◆ Objective: Repeat each entry as written, dropping any picture you find.

----------

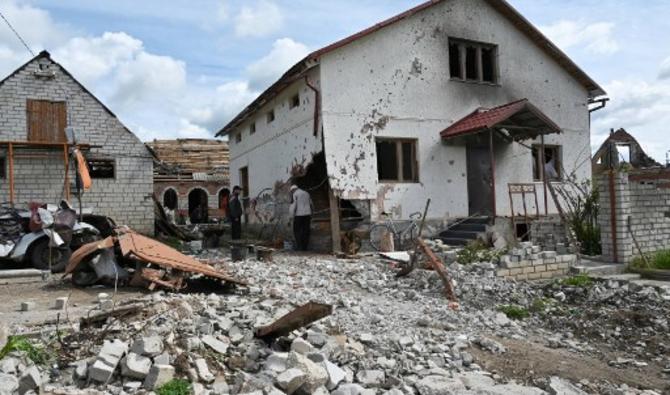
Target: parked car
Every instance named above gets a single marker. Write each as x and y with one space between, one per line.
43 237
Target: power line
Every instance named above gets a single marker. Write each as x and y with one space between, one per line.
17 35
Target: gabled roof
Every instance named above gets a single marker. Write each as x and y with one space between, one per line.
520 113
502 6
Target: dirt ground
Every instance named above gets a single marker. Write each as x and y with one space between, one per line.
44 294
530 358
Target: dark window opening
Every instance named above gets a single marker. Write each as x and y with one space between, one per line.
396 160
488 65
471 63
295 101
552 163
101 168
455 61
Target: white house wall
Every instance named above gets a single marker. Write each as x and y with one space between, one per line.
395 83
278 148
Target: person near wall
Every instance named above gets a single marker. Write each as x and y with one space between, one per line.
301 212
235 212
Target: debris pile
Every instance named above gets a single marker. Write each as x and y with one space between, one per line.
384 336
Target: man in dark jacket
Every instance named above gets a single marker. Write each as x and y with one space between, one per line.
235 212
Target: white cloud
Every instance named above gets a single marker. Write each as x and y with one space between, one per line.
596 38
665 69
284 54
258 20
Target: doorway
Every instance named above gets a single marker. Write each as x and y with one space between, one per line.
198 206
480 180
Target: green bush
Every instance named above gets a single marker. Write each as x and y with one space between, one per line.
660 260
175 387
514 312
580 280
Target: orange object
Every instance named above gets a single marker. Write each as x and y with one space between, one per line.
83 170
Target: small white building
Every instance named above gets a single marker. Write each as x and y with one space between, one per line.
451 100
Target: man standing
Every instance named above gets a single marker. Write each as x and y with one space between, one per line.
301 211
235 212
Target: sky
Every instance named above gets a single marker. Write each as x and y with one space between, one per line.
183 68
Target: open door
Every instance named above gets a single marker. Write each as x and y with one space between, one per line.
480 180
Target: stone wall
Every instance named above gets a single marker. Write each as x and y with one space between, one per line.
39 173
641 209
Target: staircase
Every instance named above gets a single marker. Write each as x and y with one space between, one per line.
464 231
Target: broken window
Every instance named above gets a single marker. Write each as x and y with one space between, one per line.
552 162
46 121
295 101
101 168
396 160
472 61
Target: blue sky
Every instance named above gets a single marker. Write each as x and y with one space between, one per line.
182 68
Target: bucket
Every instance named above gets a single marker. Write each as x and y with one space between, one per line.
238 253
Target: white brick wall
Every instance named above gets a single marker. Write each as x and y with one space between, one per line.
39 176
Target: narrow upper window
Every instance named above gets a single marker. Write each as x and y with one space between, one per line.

----------

◆ The completed task:
Target: parked car
Every instance named above gets a single marker. Write each as x and y with one space between, one per line.
43 237
Target: power line
Every instance named above gets a single marker. Write each as x and y with one space between, one per line.
17 35
Target: gabled roof
Every instance named above gets a single marker. Write each as x and y with one space between, one per line.
520 113
502 6
Target: dirt ground
Every instance named above gets a single marker. Write each as x and y with one space between, one per line.
44 294
530 358
Target: dark window opening
Every instance named above gets a single marker. Write each as x and y with one space between, one per line.
396 160
488 65
471 63
295 101
552 163
101 168
455 61
Target: white house wall
Every instance named above gets a single marker. Write each as x and y with one space between, one per line.
395 83
278 148
Target: person near wall
Every instance named above gets a single marker. Write each as x and y with one space between, one per line.
301 212
235 212
Target: debris pile
Every instance named above gets a single marker. Write each as x and y with one space between, one per line.
384 336
Target: man in dark jacket
Every instance named above gets a single marker. Write each as x and y with one space between, one per line.
235 212
Target: white cloud
Every instance named above gets a single marker. Write each as x and y with one space between, one per line.
596 38
665 69
284 54
258 20
Target: doorway
Every instance named above gets a single marker. Write each as x and y with one space between, one per line.
198 206
480 180
Target: green bush
Every instance named above gets a single marker. Write each as x and y with one space between, one per line.
660 260
175 387
514 312
580 280
Target: orange object
Every instance named above gets a single marker. Write each as x and y with one space between, one per line.
83 170
Target: small white building
Every instance named above gets a single marker. Write each as x and y with one space between, one per line.
451 100
Target: man standing
Every instance named above gets a single marker. Write each as x and y with one space between, one per line.
301 211
235 212
Target: sky
Every instance named above gets a single marker. Write each as x and y with one space between, one per line.
183 68
Target: open door
Every instance named above gets a single marker. Write each as x and y with one space between, one per line.
480 180
Target: stone wall
Every instance named above gets a single marker. Write each as x and y with one space between, one per line.
39 173
641 209
Target: staircase
Every instance named above gets a single marker. Write each as x and y with one space between, one per line.
464 231
Target: broken window
Every instance named above gets a single marker. Write each as x and y with one space between, one per line.
552 162
46 121
295 101
101 168
396 160
472 61
Target: blue sky
Every instance named above gets a single marker. Write each as x and y with one space between, one per line.
182 68
Target: bucket
Every instance named above gets a single marker. Write each as x and y with one space between, one per line.
238 253
Target: white brick wall
Every instance named above gets a single marker. Write each as x and y with one space between, one per line.
39 176
Target: narrow upper window
Every instance named above gets a single marker. Write each as x and y with one space between, one per line.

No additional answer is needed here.